* Task details
Please reproduce the listing below word for word, leaving out the pictures.

Start of Rows

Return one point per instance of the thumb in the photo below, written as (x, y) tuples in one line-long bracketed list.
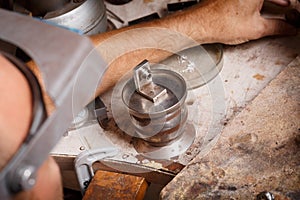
[(278, 27)]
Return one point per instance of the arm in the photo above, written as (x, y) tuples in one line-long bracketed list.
[(229, 22)]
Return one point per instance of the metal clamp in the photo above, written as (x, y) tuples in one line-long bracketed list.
[(144, 84), (84, 164)]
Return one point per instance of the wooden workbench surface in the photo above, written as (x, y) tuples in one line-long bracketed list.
[(247, 122)]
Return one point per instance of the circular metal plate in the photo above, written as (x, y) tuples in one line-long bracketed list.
[(197, 65)]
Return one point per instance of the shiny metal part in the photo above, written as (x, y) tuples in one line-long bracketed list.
[(144, 84), (100, 112), (84, 162), (161, 124)]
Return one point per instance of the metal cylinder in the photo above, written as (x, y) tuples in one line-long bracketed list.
[(160, 122), (88, 16)]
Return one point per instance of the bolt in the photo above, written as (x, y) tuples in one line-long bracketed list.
[(27, 177)]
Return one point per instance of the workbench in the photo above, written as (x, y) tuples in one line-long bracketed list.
[(247, 121)]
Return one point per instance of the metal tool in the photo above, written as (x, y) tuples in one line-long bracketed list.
[(64, 72), (155, 101), (84, 162)]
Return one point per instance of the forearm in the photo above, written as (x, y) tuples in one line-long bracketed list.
[(229, 22), (123, 49)]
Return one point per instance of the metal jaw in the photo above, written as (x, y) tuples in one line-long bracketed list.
[(71, 69), (84, 162)]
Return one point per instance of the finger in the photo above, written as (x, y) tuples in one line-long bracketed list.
[(281, 2), (278, 27)]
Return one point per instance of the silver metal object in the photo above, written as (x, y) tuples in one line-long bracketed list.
[(89, 16), (155, 99), (144, 84), (64, 72), (84, 162)]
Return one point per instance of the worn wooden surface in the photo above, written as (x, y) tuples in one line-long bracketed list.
[(110, 185), (246, 159), (258, 151)]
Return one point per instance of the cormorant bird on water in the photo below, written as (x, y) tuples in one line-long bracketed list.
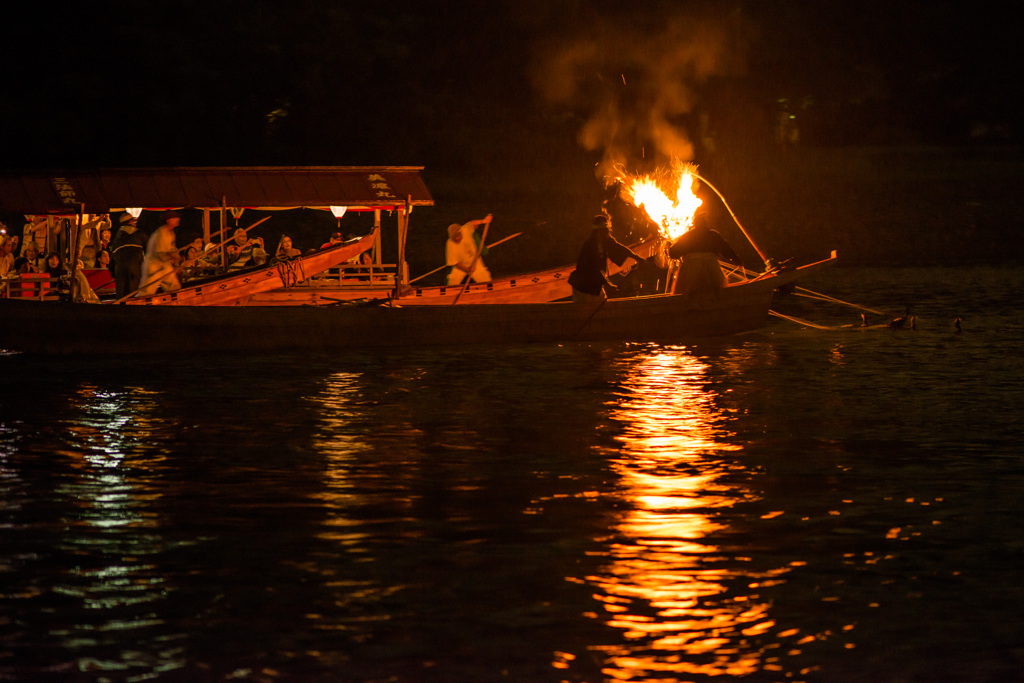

End of Rows

* Full solution
Return one point per instance of the thumb in the photo below, written as (x, y) tuples in one line-long bracketed list.
[(278, 27)]
Return one point per instance of the arm in the photo above, written as (x, y) tuples in one line-long bracketed list.
[(229, 22)]
Return one point per instance of the metal clamp in the photo above, written as (x, y) tuples in one line-long bracketed list.
[(144, 84), (84, 164)]
Return one point per instance of the wooden workbench surface in the photo above, written as (x, y) tuples in one line-long bracketed list.
[(247, 122)]
Return one point per instance of the circular metal plate in the photo above, written as (x, y) tuples in one line-long bracketed list.
[(197, 65)]
Return one point per instance of the shiny metal part in the photo above, written as (x, y) tuples in one line-long bracketed list.
[(144, 84), (100, 112), (84, 162), (161, 124)]
Return one point per instance of the metal cylinder in the photo above, written as (x, y) tuples in one line-long bracketed list.
[(160, 122), (88, 16)]
Return one point per instance of the bolt in the photo above, written as (x, y) tuples in one line-long bracketed list.
[(27, 177)]
Return one point per instance of the workbench in the photo above, written as (x, y) tuples in one line-long bracketed list.
[(247, 121)]
Return one point per instance of the metal tool in the photo above, written as (x, y) tuples in one line-long bracketed list.
[(64, 72), (155, 101), (84, 162)]
Return one point per instance of the forearm in the photo above, written as (x, y) tuples in one line-long bracketed list.
[(229, 22), (123, 49)]
Return one point per instance of the metal jaw in the photo above, written as (x, y) tuples in one line-long bracketed list.
[(71, 69), (84, 162)]
Return one point per instance of the finger in the photo above, written as (x, y) tuples in one line-long bracketed list.
[(281, 2), (278, 27)]
Return one point per instance of the silver metal object in the photo above, written as (x, y) tuples in one line-long bracketed list.
[(89, 16), (155, 99), (144, 84), (64, 72), (84, 162)]
Return one point per instance of the worn wooden surface in the photo above, written as (x, y) tuples in one line-long bracketed list.
[(110, 185), (246, 159), (258, 151)]
Return one point per instance of the cormorant bird on water in the photo below, written as (x, y) tuples in one line-long bracketed list.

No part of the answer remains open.